1. Introduction
Artificial Neural Networks (ANNs) are pretty old ideas to mimic the human brain [
1]. ANNs have been intensively studied for many years in the hope of achieving human-like performance in the fields of speech and image recognition [
2]. They are designed to solve a variety of problems in the area of pattern recognition, prediction, optimization, associative memory, and control [
3]. ANNs are also used for approximation of phenol concentration using computational intelligence methods [
4].
The Feedforward Neural Networks (FNNs) are the most fundamental part of ANNs that have been trained by using the connectionist learning procedure called a supervised manner which requires a teacher to specify the desired output vector [
5]. An FNN is one part of a multi-layer perceptron (MLP) with unidirectional data flow [
6]. In FNNs, the neurons are arranged in the form of layers, namely input, hidden and output layers and there exist the connections between the neurons of one layer to those of the next layer [
7]. These connections are repeatedly adjusted to minimize a measure of the difference between the actual network output vector and the desired output vector through the learning process [
8]. The FNNs are commonly trained by using the backpropagation (BP) algorithm which uses a gradient descent learning method, also called the steepest descent [
9].
Depending on the way the weights are updating, the gradient descent method can be classified into the following three methods: batch gradient descent method, mini-batch gradient descent method and stochastic gradient descent method. In the batch gradient descent method, the weights are updated after all the training examples are shown to the learning algorithm. In the stochastic gradient descent method, the weight parameters are updated using each training example. In a mini-batch gradient descent method, the training examples are partitioned into small batches, and the weight parameters are updated for each mini-batch example. In this study, we focus only on the batch gradient method.

### To do
a: Restate the paragraph of the introduction beginning "Depending on the way the weights are updating" as a short list, keeping its main facts.
b: From the introduction, reproduce word for word the part that opens with the words containing "Depending on the" and closes with "batch gradient method.".
These items have no connection to the introduction above.

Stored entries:

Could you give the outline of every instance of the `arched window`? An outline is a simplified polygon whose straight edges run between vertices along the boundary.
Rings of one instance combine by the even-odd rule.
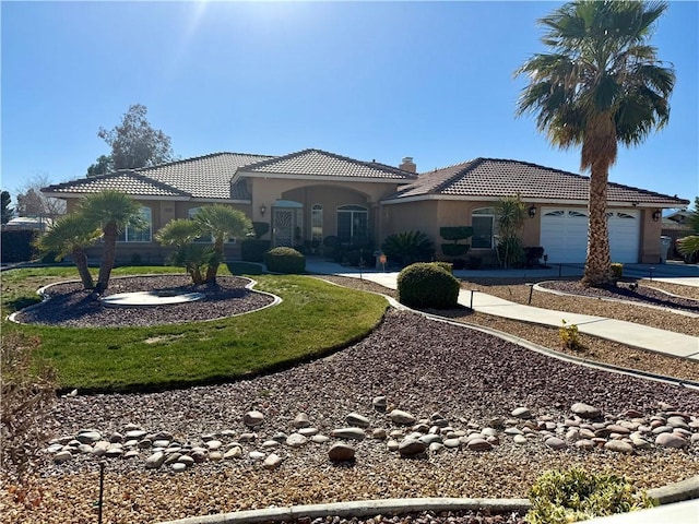
[[[495,246],[495,209],[481,207],[473,210],[471,214],[471,225],[473,226],[473,237],[471,247],[474,249],[493,249]]]
[[[313,204],[310,210],[310,239],[311,241],[323,241],[323,206]]]
[[[337,238],[343,243],[364,243],[369,236],[369,212],[362,205],[337,207]]]
[[[146,224],[143,229],[137,229],[133,226],[125,227],[123,231],[117,237],[118,242],[150,242],[151,233],[153,230],[153,219],[151,209],[142,206],[140,210],[141,218]]]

### Solutions for each task
a:
- By how the weights are updated, gradient descent falls into three methods: batch, mini-batch and stochastic.
- Batch: weights are updated after all training examples are shown to the learning algorithm.
- Stochastic: weight parameters are updated using each training example.
- Mini-batch: training examples are split into small batches, and weight parameters are updated for each mini-batch.
- The study focuses only on the batch gradient method.

b:
Depending on the way the weights are updating, the gradient descent method can be classified into the following three methods: batch gradient descent method, mini-batch gradient descent method and stochastic gradient descent method. In the batch gradient descent method, the weights are updated after all the training examples are shown to the learning algorithm. In the stochastic gradient descent method, the weight parameters are updated using each training example. In a mini-batch gradient descent method, the training examples are partitioned into small batches, and the weight parameters are updated for each mini-batch example. In this study, we focus only on the batch gradient method.